- Problem statement:
Copy every line of the listing below verbatim.

- Entries shown:
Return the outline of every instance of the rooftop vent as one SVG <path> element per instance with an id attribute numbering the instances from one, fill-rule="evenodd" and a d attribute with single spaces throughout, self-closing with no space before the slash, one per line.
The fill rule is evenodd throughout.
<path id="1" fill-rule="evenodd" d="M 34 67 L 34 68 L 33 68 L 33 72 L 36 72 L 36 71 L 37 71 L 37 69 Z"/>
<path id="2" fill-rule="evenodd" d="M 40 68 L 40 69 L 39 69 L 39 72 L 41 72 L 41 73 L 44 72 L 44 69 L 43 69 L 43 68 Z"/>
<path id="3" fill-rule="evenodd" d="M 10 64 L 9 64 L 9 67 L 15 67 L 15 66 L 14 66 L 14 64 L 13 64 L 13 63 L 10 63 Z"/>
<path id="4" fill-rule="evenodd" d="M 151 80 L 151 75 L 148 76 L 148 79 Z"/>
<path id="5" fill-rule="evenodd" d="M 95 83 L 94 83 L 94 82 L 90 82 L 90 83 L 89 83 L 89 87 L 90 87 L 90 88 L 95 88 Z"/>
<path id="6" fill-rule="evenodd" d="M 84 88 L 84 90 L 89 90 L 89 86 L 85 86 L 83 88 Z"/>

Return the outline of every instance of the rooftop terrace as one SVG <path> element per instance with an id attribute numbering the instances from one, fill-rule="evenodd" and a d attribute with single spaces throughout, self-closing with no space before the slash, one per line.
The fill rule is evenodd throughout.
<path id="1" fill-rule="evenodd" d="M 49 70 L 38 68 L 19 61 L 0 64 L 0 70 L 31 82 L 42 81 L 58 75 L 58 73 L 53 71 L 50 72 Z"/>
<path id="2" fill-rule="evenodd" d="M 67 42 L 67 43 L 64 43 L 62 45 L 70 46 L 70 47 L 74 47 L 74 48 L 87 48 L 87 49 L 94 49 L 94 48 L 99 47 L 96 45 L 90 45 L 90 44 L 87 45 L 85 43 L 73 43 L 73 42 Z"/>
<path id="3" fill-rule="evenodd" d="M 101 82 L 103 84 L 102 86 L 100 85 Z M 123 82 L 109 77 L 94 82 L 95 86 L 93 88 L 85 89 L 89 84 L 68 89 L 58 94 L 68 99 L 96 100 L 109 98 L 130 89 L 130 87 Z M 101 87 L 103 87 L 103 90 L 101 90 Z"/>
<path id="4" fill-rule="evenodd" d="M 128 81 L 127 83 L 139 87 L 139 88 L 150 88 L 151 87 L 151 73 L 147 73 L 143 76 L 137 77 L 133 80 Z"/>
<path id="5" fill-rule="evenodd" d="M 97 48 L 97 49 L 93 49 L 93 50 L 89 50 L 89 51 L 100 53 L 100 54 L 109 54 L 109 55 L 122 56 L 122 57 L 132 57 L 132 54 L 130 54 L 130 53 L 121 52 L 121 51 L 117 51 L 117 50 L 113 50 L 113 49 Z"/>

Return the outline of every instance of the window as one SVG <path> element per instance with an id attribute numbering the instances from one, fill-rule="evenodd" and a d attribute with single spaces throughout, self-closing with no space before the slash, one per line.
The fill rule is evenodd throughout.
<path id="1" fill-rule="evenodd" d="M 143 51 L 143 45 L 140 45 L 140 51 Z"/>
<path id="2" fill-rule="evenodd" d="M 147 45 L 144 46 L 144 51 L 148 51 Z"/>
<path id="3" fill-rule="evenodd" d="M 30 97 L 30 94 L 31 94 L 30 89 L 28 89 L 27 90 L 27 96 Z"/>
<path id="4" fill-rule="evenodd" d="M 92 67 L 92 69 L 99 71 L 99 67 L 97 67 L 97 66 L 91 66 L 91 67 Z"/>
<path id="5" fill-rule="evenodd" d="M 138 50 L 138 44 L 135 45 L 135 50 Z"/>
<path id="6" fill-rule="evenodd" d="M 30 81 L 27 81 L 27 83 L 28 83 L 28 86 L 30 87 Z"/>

- Correct answer:
Return the outline of every instance of the rooftop vent as one SVG <path> element per instance with an id attribute numbering the instances from one, fill-rule="evenodd" and a d attribute with single spaces throughout, self-closing with no space before the slash, one per line.
The fill rule is evenodd throughout.
<path id="1" fill-rule="evenodd" d="M 34 67 L 34 68 L 33 68 L 33 72 L 36 72 L 36 71 L 37 71 L 37 69 Z"/>
<path id="2" fill-rule="evenodd" d="M 40 68 L 40 69 L 39 69 L 39 72 L 41 72 L 41 73 L 44 72 L 44 69 L 43 69 L 43 68 Z"/>
<path id="3" fill-rule="evenodd" d="M 10 64 L 9 64 L 9 67 L 15 67 L 15 66 L 14 66 L 14 64 L 13 64 L 13 63 L 10 63 Z"/>
<path id="4" fill-rule="evenodd" d="M 151 80 L 151 75 L 148 76 L 148 79 Z"/>
<path id="5" fill-rule="evenodd" d="M 95 83 L 94 83 L 94 82 L 90 82 L 90 83 L 89 83 L 89 87 L 90 87 L 90 88 L 95 88 Z"/>
<path id="6" fill-rule="evenodd" d="M 84 88 L 84 90 L 89 90 L 89 86 L 85 86 L 83 88 Z"/>

Return the outline of every instance of the rooftop terrace as one SVG <path> element per instance with an id attribute numbering the instances from one, fill-rule="evenodd" and a d attribute with single spaces throughout, self-closing with no space before the slash, one per line.
The fill rule is evenodd throughout.
<path id="1" fill-rule="evenodd" d="M 49 70 L 38 68 L 19 61 L 0 64 L 0 70 L 31 82 L 42 81 L 58 75 L 58 73 L 53 71 L 50 72 Z"/>
<path id="2" fill-rule="evenodd" d="M 67 42 L 67 43 L 64 43 L 62 45 L 70 46 L 70 47 L 74 47 L 74 48 L 87 48 L 87 49 L 94 49 L 94 48 L 99 47 L 96 45 L 90 45 L 90 44 L 87 45 L 85 43 L 73 43 L 73 42 Z"/>
<path id="3" fill-rule="evenodd" d="M 101 82 L 103 84 L 102 86 L 100 85 Z M 123 82 L 109 77 L 94 82 L 95 86 L 93 88 L 85 89 L 89 84 L 68 89 L 58 94 L 68 99 L 96 100 L 109 98 L 130 89 L 130 87 Z M 101 87 L 103 87 L 103 90 L 101 90 Z"/>
<path id="4" fill-rule="evenodd" d="M 128 81 L 127 83 L 139 87 L 139 88 L 150 88 L 151 87 L 151 73 L 147 73 L 143 76 L 137 77 L 133 80 Z"/>
<path id="5" fill-rule="evenodd" d="M 97 48 L 97 49 L 93 49 L 93 50 L 89 50 L 89 51 L 100 53 L 100 54 L 109 54 L 109 55 L 122 56 L 122 57 L 132 57 L 132 54 L 130 54 L 130 53 L 121 52 L 121 51 L 117 51 L 117 50 L 113 50 L 113 49 Z"/>

Return the outline of every instance of the window as one SVG <path> element per instance with an id attribute numbering the instances from one, fill-rule="evenodd" and a d attribute with single spaces throughout, self-closing with no space before the slash, one per line.
The fill rule is evenodd throughout.
<path id="1" fill-rule="evenodd" d="M 143 51 L 143 45 L 140 45 L 140 51 Z"/>
<path id="2" fill-rule="evenodd" d="M 147 45 L 144 46 L 144 51 L 148 51 Z"/>
<path id="3" fill-rule="evenodd" d="M 30 97 L 30 94 L 31 94 L 30 89 L 28 89 L 27 90 L 27 96 Z"/>
<path id="4" fill-rule="evenodd" d="M 92 67 L 92 69 L 99 71 L 99 67 L 97 67 L 97 66 L 91 66 L 91 67 Z"/>
<path id="5" fill-rule="evenodd" d="M 138 50 L 138 44 L 135 45 L 135 50 Z"/>
<path id="6" fill-rule="evenodd" d="M 30 81 L 27 81 L 27 83 L 28 83 L 28 86 L 30 87 Z"/>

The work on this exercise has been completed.